__Work to be completed__: Would you retype all of these records exactly?
Extracted data Block Start
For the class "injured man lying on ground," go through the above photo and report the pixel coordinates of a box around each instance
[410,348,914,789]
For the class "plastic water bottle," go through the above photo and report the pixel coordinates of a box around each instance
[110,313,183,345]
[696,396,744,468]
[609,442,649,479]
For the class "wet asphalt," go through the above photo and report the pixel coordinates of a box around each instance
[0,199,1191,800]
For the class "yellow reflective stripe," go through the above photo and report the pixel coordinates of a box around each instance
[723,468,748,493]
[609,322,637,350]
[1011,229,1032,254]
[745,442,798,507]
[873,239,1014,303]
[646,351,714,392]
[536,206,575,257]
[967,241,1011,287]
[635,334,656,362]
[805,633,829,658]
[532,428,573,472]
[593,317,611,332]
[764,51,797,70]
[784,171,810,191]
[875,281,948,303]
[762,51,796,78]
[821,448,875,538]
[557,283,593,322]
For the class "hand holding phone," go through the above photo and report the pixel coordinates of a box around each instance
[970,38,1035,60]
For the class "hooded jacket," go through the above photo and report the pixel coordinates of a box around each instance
Extracted data Block End
__Answer box__:
For the class "injured man lying on ground," go through the above photo and report the pixel coordinates of a box around each instance
[410,348,914,789]
For the class "plastic water bottle," go through the above photo and report the pixel coordinates of a box around each instance
[110,313,183,345]
[696,396,744,468]
[609,442,649,479]
For the class "wet asphalt," go through the above photo and report the pixel coordinates of a box around each instance
[0,199,1191,800]
For the class "yellow reflective stripe," go through the above photo and report the pixel coordinates of a box around each instance
[723,468,748,493]
[609,322,637,350]
[1011,229,1032,254]
[745,442,798,507]
[873,239,1014,303]
[646,351,714,392]
[536,206,575,257]
[967,241,1011,287]
[635,334,656,362]
[805,633,829,658]
[532,428,573,472]
[593,317,611,332]
[764,51,797,70]
[784,171,810,191]
[875,281,948,303]
[762,51,796,78]
[821,448,875,538]
[557,283,593,322]
For the class "hand holding phone," go through the above photo and report the pixel coordinates of a box around each instance
[970,38,1035,60]
For the class "hooded jacket," go through the above photo and report the pixel coordinates of a box around each instance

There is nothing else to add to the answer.